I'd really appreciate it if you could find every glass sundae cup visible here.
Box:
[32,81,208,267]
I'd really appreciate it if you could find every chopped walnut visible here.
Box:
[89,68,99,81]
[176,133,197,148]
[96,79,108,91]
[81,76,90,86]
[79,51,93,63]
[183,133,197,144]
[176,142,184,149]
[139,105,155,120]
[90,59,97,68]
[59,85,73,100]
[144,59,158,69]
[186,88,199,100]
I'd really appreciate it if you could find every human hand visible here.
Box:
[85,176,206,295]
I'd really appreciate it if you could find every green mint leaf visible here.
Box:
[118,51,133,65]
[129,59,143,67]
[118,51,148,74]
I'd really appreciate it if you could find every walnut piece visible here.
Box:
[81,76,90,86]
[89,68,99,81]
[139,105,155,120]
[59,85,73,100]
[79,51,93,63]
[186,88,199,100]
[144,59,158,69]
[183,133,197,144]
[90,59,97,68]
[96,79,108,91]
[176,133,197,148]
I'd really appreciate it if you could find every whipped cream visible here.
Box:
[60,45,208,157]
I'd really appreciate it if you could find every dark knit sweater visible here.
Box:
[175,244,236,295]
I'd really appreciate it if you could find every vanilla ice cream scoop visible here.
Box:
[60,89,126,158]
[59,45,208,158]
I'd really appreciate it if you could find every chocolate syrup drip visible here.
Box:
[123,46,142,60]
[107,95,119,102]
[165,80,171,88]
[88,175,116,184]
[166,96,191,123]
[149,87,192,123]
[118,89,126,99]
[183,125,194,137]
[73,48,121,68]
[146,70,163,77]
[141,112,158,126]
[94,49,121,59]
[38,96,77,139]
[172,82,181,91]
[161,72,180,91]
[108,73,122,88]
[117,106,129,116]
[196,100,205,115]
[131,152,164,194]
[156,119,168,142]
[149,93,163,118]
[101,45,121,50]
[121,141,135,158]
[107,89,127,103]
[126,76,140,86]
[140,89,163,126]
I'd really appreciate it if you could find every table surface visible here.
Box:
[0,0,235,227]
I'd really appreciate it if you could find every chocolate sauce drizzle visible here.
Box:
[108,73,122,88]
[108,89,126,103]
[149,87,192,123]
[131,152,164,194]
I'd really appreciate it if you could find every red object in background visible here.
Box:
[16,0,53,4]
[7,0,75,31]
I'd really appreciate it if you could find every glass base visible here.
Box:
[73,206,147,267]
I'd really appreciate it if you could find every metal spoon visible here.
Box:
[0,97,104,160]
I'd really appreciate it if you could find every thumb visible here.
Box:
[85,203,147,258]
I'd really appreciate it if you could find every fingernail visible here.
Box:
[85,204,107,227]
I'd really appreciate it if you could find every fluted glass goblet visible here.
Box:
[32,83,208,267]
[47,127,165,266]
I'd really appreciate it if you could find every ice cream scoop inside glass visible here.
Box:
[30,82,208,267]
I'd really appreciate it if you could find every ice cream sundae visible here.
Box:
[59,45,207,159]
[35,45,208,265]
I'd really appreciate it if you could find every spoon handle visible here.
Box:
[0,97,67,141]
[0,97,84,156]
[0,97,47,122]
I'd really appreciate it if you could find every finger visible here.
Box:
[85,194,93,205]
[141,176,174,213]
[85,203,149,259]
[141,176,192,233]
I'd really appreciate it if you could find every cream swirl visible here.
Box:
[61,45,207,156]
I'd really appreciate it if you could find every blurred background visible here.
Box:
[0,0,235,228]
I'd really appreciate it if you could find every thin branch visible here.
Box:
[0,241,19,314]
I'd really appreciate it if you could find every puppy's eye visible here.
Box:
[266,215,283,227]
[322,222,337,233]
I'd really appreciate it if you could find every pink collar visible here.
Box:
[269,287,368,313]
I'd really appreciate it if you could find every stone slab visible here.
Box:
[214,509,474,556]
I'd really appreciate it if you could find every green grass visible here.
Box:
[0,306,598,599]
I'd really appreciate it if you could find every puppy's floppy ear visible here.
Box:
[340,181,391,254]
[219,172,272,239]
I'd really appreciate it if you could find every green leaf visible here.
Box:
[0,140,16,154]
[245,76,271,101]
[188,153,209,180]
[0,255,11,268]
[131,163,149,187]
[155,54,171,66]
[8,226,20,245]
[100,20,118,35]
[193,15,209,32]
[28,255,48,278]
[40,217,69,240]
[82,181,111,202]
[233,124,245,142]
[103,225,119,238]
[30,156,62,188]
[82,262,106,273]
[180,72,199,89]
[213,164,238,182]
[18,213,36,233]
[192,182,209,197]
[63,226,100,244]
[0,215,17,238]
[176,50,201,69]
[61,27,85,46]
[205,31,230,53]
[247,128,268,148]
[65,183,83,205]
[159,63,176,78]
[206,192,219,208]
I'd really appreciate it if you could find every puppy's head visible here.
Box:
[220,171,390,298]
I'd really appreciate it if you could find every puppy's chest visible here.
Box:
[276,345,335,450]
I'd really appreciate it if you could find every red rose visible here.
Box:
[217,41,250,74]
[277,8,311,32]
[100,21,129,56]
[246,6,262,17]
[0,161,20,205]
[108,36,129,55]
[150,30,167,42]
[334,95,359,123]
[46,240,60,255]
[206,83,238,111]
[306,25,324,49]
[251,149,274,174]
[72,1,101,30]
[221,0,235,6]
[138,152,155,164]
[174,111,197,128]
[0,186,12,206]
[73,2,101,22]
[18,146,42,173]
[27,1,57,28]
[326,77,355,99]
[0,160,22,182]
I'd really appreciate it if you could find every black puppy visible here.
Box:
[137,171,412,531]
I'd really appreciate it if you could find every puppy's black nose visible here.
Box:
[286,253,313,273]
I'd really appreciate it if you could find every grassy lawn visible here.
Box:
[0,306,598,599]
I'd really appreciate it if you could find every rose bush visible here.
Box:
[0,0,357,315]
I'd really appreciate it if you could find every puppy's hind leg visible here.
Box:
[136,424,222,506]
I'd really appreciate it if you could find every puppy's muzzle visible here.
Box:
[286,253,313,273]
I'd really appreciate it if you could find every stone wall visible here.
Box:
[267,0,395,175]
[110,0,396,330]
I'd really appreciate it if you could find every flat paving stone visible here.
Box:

::::::::

**PROBLEM**
Given the records above, return exactly the lines starting at the line containing "I'd really appreciate it if you could find every vanilla" and ending at the line containing "I'd really appreciate it if you could find every chocolate syrup", including both.

**TASK ANSWER**
I'd really appreciate it if you could find every vanilla ice cream scoop visible here.
Box:
[60,89,126,158]
[59,45,208,158]
I'd really appreciate it if you could find every chocolate syrup drip visible here.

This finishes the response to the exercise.